Please turn the records from the line containing "Where can you see the white" through the end of the records into a Markdown table with the columns No. and Line, one numbered row per line, with blank lines left out.

(RECORDS)

↓

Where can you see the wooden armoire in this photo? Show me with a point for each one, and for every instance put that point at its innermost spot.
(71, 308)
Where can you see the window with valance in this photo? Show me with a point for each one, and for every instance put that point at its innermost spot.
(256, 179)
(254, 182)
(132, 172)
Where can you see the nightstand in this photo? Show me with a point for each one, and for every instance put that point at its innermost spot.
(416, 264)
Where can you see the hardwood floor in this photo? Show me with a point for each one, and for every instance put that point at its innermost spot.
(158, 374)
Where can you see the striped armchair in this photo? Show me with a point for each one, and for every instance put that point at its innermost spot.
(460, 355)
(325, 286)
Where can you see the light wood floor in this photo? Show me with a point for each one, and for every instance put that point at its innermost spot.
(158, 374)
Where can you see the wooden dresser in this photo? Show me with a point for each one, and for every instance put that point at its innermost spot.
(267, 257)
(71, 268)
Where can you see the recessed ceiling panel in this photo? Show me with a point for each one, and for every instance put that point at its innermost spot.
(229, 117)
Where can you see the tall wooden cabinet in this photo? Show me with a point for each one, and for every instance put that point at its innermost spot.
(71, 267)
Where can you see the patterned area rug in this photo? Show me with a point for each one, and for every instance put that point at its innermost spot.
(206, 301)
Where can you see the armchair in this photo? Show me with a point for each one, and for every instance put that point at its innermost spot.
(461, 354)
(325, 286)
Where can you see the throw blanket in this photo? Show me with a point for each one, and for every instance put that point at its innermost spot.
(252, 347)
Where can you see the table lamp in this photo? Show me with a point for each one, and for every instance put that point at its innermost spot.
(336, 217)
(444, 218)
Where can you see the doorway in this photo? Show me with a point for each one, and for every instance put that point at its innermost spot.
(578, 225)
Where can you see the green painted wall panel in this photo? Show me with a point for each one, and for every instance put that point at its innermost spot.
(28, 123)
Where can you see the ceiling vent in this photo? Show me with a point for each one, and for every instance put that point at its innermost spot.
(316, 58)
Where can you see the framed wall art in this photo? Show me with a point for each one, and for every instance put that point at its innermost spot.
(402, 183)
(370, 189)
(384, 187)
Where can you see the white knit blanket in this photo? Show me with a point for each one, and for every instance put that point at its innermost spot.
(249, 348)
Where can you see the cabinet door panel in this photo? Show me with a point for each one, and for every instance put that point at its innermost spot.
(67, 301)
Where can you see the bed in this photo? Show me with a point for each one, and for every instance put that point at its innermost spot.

↑

(REPLY TO THE EXERCISE)
| No. | Line |
|---|---|
| 1 | Where can you see the white knit blanket in this photo? Show me with a point for each one, and for every instance put that point at its innermost spot. |
| 2 | (249, 348) |
| 3 | Where can you see the cabinet door panel in this photo? Show me with a point for each one, and for every instance put that point at its innermost spot. |
| 4 | (67, 301) |
| 5 | Where can you see the bed in this photo? Show me with a point for each one, and for every instance put that point at its innermost spot. |